Also, could you suggest some specific reference for me to read about this? I
have your excellent book "Introductory statistics with R", 1st edition, but was
not able (perhaps I have missed some point) to find this kind of distinction
there... Does this theme is specifically what statisticians call really
generalized linear models (glm) as opposed to (ordinary) linear models? If so,
which good references could you please suggest?? I thought of the following
books and would feel much obliged should you give me your impressions about
them, if any, or about any other relevant references at all:

1) Faraway, "Linear models with R"
2) Faraway, "Extending the linear model with R: generalized linear..."
3) Fox, "An R and S-Plus companion.."
4) Uusipaikka, "Confidence intervals in generalized linear regression models"

Thank you very much!!
#
David Winsemius <dwinsemius <at> comcast.net> writes:
Again, David, what I have in mind is: since there are errors or uncertainties in
the response variables (despite the perfect collinearity of the data), which I
assume are Gaussian, if I make a large enough number of simulations of four
response values, there will undoubtedly be a dispersion in the best fit
intercept and slope obtained from a usual unweighted least squares procedure,
right? Then, if I calculate the arithmetic mean of these simulated intercept and
slope, I would certainly check that they would be 0 and 2, respectively.
However, and THAT IS THE POINT, there will also be a standard deviation
associated with each one of these two coefficients, right??, and that is what I
would assign as the measure of uncertainty in the estimation of the
coefficients. This is not, as Dalgaard has called attention to, what the simple
command summary(lm(y~x,weights=1/err^2)) provides in its Std. Error. However, as
Dalgaard also recalled, the command
summary(glm(y~x,family=gaussian,weights=1/err^2),dispersion=1) does provide Std.
Errors in the coefficients which look plausible (at least to me) and, at any
rate, which do coincide with results from other packages (Numerical Recipes,
ROOT and possibly GSL...)

#### Instructions to follow:
In the forum post above, what values does the writer expect the averages of the simulated intercept and slope to come out to?

#### Supplied information:
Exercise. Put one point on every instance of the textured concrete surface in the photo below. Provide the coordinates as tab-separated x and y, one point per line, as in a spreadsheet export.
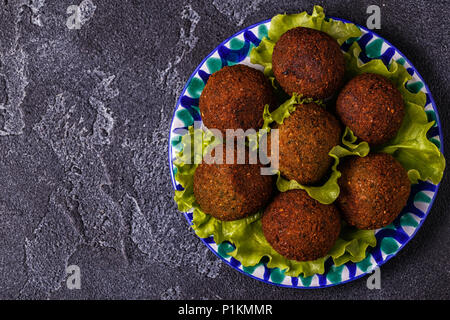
84	122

#### The solution:
The intercept should average 0 and the slope 2.